** Begin Source passage **
The rusty wire that holds the cork that keeps the anger in Gives way and suddenly it’s day again The sun is in the east Even though the day is done Two suns in the sunset, hmph Could be the human race is run
Real, songs of the west and working cowboys will always be one of my most treasured genres of music. Many of these men are serious poets.
OG posted songs from one of my biggest singing heroes Marty Robbins. I've also grown up listening to Michael Martin Murphy, Red Steagall, Don Edwards, Ian Tyson and others. They and others perhaps less well known(many of whom are working cattleman) have done much and are responsible for keeping this music surviving and brought to new audiences. Songs of the cowboy like a sailor's sea shanties and sea songs are really folk music. Don Edwards is a very knowledgeable student and teacher of this musical history. He would tell you there is definitely a difference between cowboy music and western music.
There's also the poets like Waddie Mitchell and Buck Ramsey and many, many other poets and singers. Much of cowboy poetry and music is extremely rich and profound.
Besides being very musically talented, Marty Robbins was a mans man. He was a Coxswain on an LCT in the Solomon’s in WW2. He was a good NASCAR driver.
** End Source passage **
Written task 1
Find every line of the listing below that contains the word "with", and copy each of those lines.
** Begin Material for this exercise **
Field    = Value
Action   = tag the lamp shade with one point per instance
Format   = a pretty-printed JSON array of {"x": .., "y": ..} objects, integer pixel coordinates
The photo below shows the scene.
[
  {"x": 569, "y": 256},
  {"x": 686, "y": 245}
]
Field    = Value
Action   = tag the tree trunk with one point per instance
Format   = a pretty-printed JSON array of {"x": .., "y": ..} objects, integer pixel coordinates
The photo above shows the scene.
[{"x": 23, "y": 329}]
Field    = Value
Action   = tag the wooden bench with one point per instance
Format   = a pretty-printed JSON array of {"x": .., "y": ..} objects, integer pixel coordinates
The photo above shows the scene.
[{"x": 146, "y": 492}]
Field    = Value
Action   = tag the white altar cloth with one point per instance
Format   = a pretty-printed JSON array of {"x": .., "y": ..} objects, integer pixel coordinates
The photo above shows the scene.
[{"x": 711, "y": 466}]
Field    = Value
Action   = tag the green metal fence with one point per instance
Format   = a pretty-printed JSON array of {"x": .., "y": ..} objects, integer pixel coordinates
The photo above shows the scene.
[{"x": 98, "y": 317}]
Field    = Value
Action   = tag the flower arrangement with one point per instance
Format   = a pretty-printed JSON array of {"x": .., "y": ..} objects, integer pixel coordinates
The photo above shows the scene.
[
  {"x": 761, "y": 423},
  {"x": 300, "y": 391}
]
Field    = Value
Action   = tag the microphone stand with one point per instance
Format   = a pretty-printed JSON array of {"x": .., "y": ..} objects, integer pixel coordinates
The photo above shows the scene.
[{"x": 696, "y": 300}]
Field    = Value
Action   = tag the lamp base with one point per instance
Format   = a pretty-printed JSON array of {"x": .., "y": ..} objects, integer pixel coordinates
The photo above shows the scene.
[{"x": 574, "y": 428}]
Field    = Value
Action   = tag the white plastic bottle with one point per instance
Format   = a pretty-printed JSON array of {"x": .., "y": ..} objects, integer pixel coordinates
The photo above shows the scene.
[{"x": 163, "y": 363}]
** End Material for this exercise **
Written task 2
Answer these questions from the passage about cowboy music:
(a) Who is described as a very knowledgeable student and teacher of this musical history?
(b) What role did Marty Robbins serve in on an LCT in the Solomon’s in WW2?
(c) Which two poets are named alongside "many, many other poets and singers"?

Task output 1
Action   = tag the lamp shade with one point per instance
Action   = tag the tree trunk with one point per instance
Action   = tag the wooden bench with one point per instance
Action   = tag the white altar cloth with one point per instance
Action   = tag the green metal fence with one point per instance
Action   = tag the flower arrangement with one point per instance
Action   = tag the microphone stand with one point per instance
Action   = tag the lamp base with one point per instance
Action   = tag the white plastic bottle with one point per instance

Task output 2
(a) Don Edwards
(b) Coxswain
(c) Waddie Mitchell and Buck Ramsey